STATED PROBLEM A. Gather every line of the rows below that contains the string "white", matching case exactly.

++++++++++

Jonathan Charles Poole (born 16 October 1969), also known by his stage name Random Jon Poole, is an English multi-instrumentalist singer and songwriter. He is best known for his work as guitarist for Cardiacs and as bass player for the Wildhearts and Lifesigns.

Poole is the frontman and main performer of God Damn Whores, and has also worked with the bands Ablemesh, Dr Brighton and Celebricide. He is currently the live bass player for the Lotus Eaters and has joined the Brighton band La Momo as drummer. He also fronts the Dowling Poole along with Willie Dowling, and has released three albums and a number of EPs with this project.

Career

Cangels Close Crew and Ad Nauseam (1980s)

After a move to Milton Keynes circa 1990, Poole wrote and performed in his first proper band, the Cardiacs-inspired Ad Nauseam alongside lead singer and drummer Bob Leith. Although Ad Nauseam had a shifting lineup Poole played, at various times, most of the instruments in the band.

Ad Nauseam split up a short time after Poole's recruitment into Cardiacs. Poole has since expressed interest in an Ad Nauseam reunion, saying "I'd really like to do it if only to get it right this time but I don't know if it'll ever happen. I don't even know if it'd be the same line-up. Me and Bob would be there of course as it was always our band. I had a brief thought of doing a set of Ad Nauseam songs with some more obscure Cardiacs songs chucked in such as "Bitter Pill" "Big Noise In A Toy World"  or "Stench Of Honey" but I'm not sure if that might just be naff."

Cardiacs (1991–2004)
Poole's work with Ad Nauseam (plus relentless "pestering", as a fan) had brought him to the attention of Cardiacs and their leader Tim Smith. On hearing of guitarist Christian 'Bic' Hayes departure from Cardiacs in May 1991, Poole promptly put himself forward as a replacement candidate and was recruited into the band later in the year. (His Ad Nauseam bandmate Bob Leith would also join the band as drummer, replacing the outgoing Dominic Luckman in December 1993.)

++++++++++

STATED PROBLEM B. Reproduce word for word the portion of the Jon Poole biography above, from "Jonathan Charles Poole" up to and including "Wildhearts and Lifesigns.".

Data extracted from a collection:
++++++++++

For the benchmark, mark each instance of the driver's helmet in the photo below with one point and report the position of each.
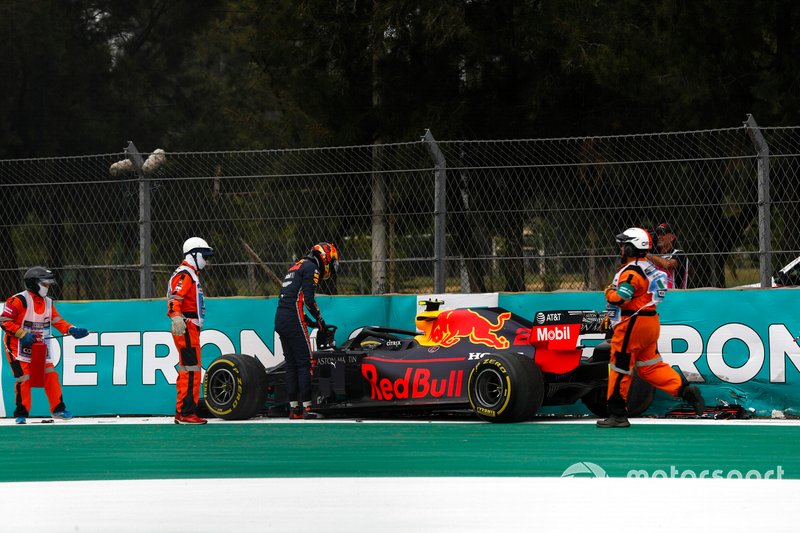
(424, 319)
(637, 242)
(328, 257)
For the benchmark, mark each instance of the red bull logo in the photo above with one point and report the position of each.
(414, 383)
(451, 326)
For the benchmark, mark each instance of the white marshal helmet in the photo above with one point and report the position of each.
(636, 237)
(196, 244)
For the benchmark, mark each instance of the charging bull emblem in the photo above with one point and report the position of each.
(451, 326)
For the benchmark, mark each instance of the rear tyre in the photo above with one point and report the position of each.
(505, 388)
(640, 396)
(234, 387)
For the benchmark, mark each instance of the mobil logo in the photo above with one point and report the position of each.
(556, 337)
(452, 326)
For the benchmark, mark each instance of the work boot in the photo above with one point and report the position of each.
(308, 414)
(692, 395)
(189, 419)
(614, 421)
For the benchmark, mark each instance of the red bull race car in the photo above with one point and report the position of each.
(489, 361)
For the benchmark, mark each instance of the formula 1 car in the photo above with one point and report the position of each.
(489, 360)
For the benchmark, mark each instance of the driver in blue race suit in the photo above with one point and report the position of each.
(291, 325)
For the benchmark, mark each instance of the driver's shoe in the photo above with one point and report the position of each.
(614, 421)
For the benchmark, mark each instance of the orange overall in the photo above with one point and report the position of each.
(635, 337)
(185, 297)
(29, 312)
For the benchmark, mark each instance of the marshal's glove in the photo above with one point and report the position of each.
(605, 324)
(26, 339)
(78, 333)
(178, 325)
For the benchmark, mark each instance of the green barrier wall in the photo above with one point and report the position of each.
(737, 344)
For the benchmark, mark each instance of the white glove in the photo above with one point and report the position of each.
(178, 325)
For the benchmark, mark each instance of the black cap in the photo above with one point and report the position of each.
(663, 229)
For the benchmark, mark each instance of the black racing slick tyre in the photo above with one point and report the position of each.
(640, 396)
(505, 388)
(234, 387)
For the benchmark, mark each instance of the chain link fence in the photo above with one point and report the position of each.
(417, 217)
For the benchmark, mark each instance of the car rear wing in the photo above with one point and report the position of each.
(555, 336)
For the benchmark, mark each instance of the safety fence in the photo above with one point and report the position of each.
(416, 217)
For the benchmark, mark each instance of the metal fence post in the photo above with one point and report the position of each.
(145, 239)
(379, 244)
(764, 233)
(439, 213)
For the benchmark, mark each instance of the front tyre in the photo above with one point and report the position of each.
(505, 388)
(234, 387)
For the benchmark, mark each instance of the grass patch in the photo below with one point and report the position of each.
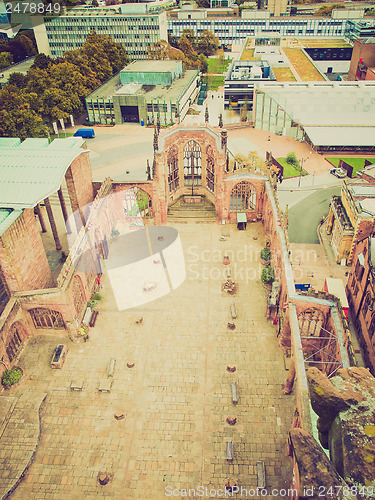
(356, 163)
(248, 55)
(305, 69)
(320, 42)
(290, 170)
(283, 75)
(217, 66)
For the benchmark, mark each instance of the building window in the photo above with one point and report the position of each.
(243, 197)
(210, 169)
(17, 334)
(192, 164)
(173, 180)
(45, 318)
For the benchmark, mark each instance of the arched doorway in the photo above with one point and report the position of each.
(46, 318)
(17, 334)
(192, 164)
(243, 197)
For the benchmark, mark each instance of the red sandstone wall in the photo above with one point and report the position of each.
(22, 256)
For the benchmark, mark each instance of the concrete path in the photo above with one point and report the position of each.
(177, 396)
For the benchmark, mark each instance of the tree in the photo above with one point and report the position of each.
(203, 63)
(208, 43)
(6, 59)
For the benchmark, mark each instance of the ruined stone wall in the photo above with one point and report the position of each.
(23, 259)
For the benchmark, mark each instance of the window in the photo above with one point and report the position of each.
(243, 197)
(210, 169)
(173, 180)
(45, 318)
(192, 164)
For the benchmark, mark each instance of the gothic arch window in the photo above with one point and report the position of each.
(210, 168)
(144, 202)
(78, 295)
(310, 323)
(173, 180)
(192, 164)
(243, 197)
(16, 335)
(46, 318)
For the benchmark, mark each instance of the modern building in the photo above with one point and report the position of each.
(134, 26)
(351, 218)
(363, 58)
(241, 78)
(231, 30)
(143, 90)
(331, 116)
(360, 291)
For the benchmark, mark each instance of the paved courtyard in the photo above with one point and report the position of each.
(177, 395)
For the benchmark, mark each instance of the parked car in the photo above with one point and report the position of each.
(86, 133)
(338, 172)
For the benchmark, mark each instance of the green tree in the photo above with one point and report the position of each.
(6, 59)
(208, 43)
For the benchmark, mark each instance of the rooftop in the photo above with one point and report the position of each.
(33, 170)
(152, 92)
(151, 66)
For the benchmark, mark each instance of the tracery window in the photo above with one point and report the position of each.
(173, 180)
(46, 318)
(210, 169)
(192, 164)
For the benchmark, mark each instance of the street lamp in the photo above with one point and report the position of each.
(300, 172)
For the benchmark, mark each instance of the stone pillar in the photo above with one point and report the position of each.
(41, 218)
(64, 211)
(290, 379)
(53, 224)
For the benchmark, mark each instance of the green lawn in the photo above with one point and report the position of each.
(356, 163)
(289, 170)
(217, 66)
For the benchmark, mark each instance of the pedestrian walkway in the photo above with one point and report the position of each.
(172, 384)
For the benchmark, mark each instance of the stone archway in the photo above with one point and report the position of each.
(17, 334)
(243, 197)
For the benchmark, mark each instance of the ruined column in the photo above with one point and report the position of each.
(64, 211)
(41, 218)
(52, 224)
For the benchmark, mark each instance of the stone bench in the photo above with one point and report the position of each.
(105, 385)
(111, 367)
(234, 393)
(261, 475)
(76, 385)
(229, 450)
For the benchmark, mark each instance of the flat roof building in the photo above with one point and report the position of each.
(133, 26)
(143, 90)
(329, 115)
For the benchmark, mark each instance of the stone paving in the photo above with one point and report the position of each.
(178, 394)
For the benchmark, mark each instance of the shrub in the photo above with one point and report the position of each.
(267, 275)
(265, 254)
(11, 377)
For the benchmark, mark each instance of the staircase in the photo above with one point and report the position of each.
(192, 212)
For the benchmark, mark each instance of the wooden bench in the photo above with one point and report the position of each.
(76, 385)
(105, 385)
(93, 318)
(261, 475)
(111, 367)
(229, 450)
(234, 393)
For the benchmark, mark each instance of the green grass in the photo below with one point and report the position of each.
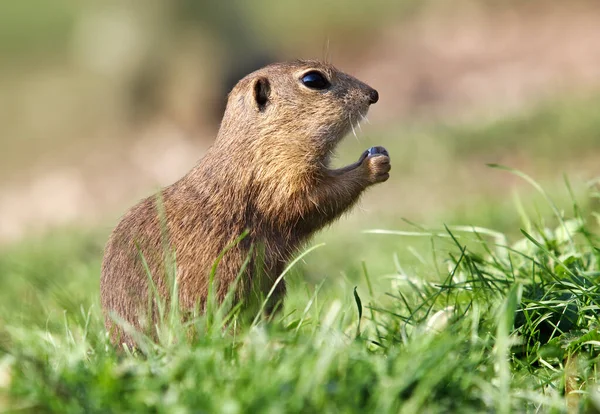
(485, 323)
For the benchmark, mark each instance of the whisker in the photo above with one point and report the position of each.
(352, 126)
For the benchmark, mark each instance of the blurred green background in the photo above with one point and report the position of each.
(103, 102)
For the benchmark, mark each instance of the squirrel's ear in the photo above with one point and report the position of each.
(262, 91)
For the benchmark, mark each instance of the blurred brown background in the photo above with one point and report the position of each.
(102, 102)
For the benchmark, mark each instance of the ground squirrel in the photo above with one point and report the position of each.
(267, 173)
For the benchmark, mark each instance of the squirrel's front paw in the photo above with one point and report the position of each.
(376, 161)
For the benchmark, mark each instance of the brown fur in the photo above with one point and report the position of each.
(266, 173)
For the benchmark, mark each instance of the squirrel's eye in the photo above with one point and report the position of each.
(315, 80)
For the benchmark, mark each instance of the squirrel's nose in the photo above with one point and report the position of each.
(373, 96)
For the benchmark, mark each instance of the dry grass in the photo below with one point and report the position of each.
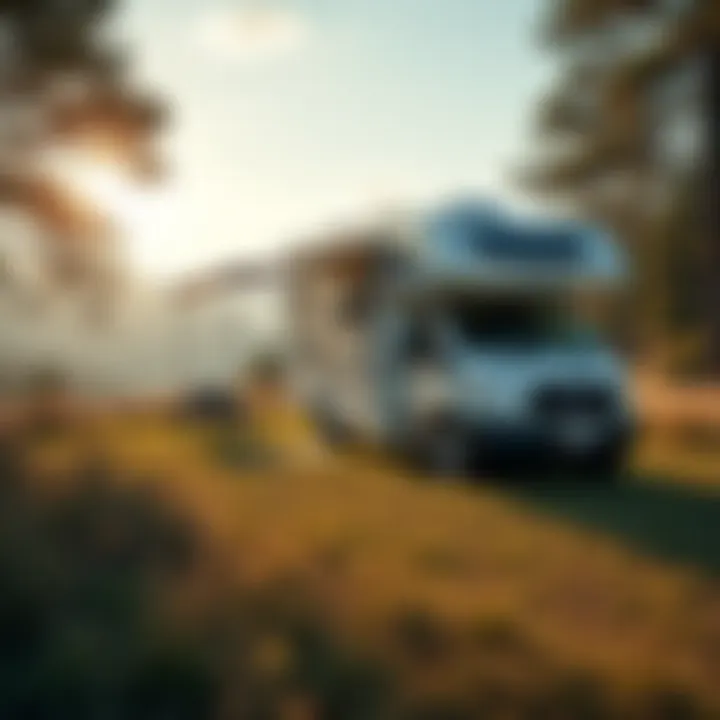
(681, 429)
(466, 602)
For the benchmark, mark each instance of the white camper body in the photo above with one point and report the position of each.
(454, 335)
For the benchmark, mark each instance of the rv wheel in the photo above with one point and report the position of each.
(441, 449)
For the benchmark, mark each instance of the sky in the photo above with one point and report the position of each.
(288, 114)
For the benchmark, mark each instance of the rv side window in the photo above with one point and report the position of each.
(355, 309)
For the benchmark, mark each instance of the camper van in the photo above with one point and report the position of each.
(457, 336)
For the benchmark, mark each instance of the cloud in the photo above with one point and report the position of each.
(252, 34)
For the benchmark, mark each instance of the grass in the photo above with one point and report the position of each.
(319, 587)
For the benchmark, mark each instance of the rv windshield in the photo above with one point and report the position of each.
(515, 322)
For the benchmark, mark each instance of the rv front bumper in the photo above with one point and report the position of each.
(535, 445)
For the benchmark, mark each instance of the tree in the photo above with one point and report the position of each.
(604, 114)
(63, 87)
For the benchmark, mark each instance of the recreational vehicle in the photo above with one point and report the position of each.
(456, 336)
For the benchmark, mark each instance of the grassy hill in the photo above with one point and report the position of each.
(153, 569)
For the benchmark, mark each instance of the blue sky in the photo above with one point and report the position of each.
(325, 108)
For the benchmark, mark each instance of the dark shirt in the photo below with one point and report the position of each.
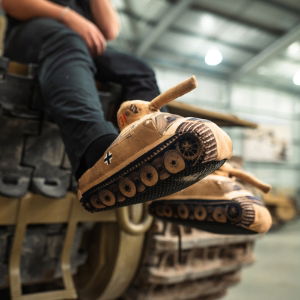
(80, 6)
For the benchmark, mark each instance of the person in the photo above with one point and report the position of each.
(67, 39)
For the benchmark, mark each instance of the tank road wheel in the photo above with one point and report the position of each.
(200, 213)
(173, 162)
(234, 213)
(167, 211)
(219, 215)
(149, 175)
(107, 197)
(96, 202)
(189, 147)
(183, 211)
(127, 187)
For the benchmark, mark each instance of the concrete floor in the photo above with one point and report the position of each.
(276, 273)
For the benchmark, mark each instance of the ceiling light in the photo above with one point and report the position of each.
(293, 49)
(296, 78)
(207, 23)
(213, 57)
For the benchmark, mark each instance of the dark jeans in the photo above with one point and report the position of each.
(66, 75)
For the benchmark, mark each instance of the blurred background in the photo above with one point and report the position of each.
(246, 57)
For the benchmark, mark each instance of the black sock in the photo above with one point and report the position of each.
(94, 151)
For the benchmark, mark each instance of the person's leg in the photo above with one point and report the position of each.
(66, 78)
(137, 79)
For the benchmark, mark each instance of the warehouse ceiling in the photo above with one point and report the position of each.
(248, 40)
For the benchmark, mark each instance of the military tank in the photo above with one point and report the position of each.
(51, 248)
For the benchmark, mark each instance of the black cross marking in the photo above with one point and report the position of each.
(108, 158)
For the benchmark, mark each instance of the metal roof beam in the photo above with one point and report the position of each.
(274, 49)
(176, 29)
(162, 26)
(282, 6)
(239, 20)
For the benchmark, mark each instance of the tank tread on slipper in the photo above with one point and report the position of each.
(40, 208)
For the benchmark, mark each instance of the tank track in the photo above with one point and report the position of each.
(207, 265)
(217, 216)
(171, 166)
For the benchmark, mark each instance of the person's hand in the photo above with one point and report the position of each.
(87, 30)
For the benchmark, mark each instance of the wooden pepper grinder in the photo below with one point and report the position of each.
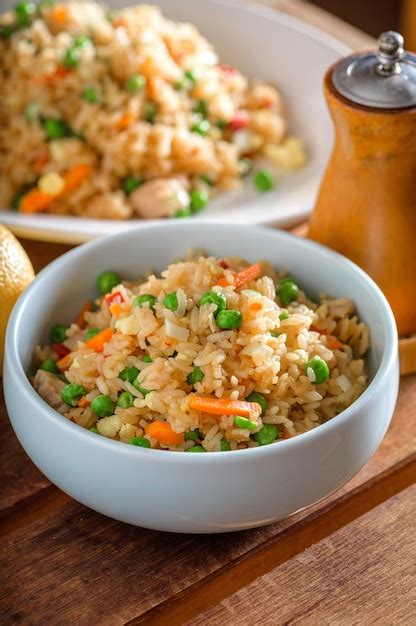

++++++++++

FINISHED ANSWER A.
For the benchmark, mark each instance of the white marshal helmet in the photo above with one point and report the position of each.
For the benchmark, mark each instance of the white glove in the photo above with one point and report the position of each.
For the benchmark, mark each instance of the white camper body in the photo above with one point and report the position of each.

FINISHED ANSWER B.
Jonathan Charles Poole (born 16 October 1969), also known by his stage name Random Jon Poole, is an English multi-instrumentalist singer and songwriter. He is best known for his work as guitarist for Cardiacs and as bass player for the Wildhearts and Lifesigns.